Directions: Whenever the word "field" turns up in a line of the data below, copy that line.

Supplied information:

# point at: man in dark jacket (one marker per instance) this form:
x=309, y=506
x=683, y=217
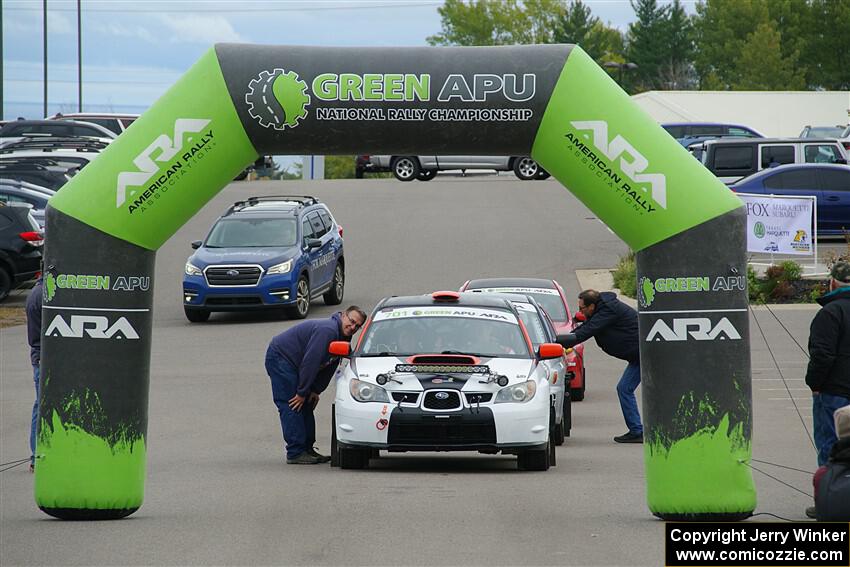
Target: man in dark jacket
x=300, y=368
x=34, y=339
x=614, y=325
x=828, y=374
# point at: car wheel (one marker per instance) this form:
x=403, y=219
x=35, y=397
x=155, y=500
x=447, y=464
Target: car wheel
x=534, y=460
x=334, y=443
x=5, y=284
x=406, y=168
x=577, y=394
x=525, y=168
x=334, y=295
x=427, y=174
x=353, y=457
x=302, y=299
x=196, y=315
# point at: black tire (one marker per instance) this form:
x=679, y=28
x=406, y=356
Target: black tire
x=525, y=168
x=5, y=284
x=427, y=174
x=197, y=315
x=406, y=168
x=535, y=459
x=302, y=299
x=334, y=295
x=353, y=457
x=577, y=394
x=334, y=443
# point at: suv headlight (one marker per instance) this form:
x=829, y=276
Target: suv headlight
x=193, y=270
x=367, y=392
x=518, y=393
x=282, y=268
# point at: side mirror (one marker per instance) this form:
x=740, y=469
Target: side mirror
x=340, y=348
x=550, y=350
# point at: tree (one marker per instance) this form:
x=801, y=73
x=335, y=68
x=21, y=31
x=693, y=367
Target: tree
x=760, y=65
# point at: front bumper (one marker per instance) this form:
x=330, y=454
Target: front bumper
x=270, y=292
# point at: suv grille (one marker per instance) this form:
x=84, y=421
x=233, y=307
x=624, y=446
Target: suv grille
x=442, y=400
x=233, y=275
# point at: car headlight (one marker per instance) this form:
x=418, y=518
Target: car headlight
x=282, y=268
x=367, y=392
x=518, y=393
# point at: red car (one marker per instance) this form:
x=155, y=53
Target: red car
x=550, y=295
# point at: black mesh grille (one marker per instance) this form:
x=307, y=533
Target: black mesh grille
x=475, y=398
x=442, y=400
x=233, y=275
x=406, y=397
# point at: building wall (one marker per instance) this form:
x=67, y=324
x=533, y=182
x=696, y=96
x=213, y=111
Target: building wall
x=774, y=114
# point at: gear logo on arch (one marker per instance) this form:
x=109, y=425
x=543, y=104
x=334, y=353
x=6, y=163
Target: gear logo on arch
x=277, y=99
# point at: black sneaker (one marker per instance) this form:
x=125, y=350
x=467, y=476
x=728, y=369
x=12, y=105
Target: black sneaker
x=304, y=458
x=629, y=437
x=322, y=458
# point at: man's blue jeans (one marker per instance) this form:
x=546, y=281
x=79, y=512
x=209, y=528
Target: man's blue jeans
x=298, y=427
x=823, y=419
x=626, y=387
x=35, y=374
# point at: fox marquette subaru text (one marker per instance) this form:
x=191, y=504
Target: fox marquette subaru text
x=266, y=253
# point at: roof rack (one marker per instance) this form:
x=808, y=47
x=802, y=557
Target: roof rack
x=55, y=143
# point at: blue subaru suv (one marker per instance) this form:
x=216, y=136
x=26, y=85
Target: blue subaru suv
x=266, y=253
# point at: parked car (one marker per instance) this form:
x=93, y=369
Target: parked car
x=21, y=242
x=732, y=160
x=443, y=372
x=278, y=252
x=20, y=129
x=425, y=168
x=550, y=295
x=18, y=192
x=681, y=130
x=116, y=123
x=829, y=183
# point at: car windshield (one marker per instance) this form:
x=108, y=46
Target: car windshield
x=549, y=299
x=252, y=232
x=406, y=331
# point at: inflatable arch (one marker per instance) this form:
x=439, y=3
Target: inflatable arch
x=241, y=101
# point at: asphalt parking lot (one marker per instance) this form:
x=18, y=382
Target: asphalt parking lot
x=218, y=491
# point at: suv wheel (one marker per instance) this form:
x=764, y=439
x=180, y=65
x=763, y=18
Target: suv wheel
x=406, y=168
x=525, y=168
x=302, y=299
x=5, y=283
x=196, y=315
x=334, y=295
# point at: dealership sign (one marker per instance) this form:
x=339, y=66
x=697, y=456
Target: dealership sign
x=779, y=225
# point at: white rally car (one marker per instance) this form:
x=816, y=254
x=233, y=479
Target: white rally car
x=444, y=372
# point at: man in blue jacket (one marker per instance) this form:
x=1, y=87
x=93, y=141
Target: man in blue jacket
x=614, y=325
x=300, y=368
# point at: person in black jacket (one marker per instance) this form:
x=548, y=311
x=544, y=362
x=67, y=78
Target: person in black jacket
x=828, y=373
x=34, y=339
x=614, y=326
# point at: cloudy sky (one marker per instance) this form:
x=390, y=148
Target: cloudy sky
x=133, y=50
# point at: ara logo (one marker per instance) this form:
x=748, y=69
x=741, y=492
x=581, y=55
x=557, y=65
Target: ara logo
x=697, y=328
x=147, y=164
x=277, y=99
x=95, y=326
x=632, y=162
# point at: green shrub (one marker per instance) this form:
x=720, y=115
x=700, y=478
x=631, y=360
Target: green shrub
x=625, y=275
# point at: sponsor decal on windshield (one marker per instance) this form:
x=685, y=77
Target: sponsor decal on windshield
x=451, y=312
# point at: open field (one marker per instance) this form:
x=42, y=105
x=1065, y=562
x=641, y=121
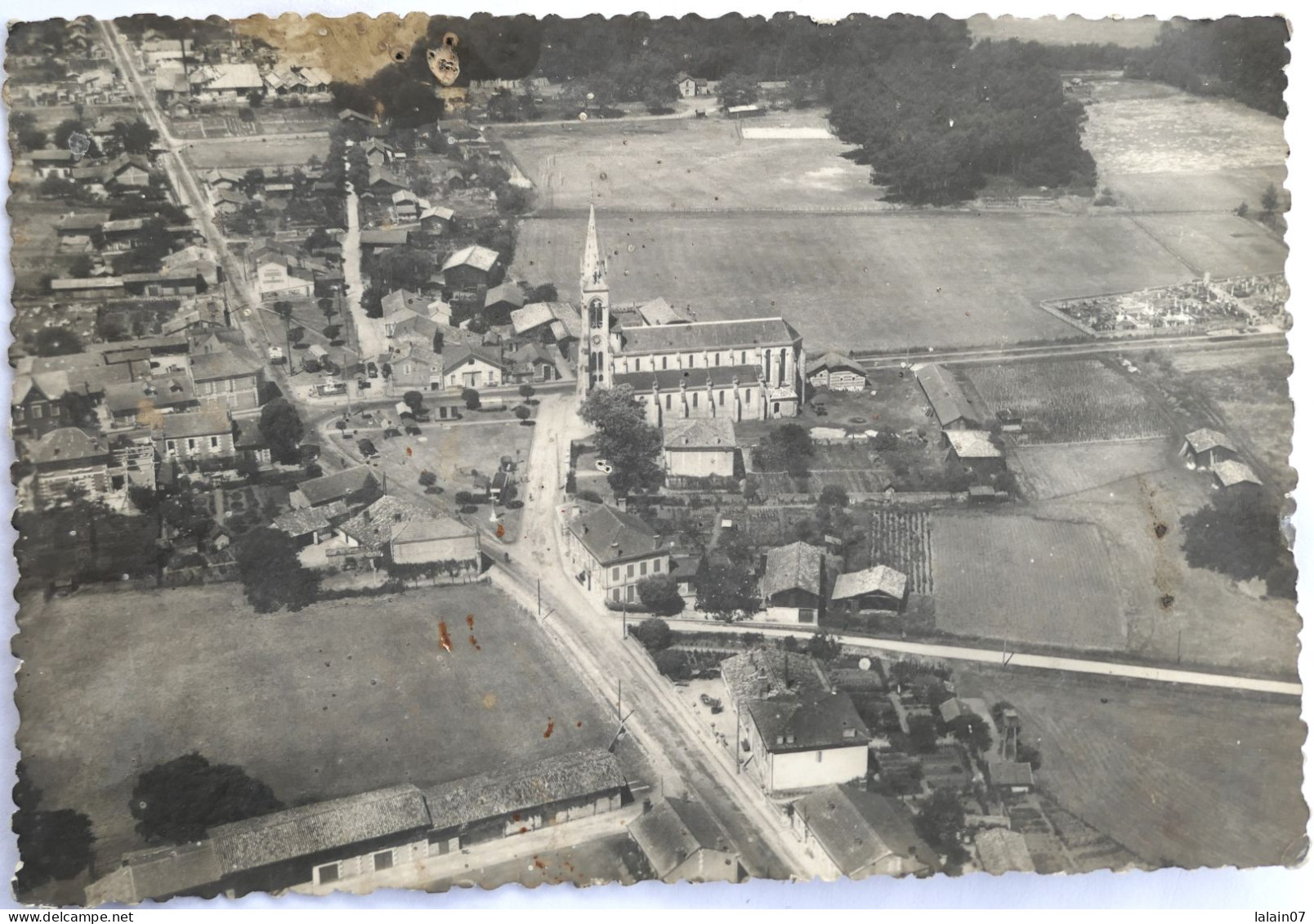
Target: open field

Your response:
# point at: open field (one marker per instance) this form:
Target: open field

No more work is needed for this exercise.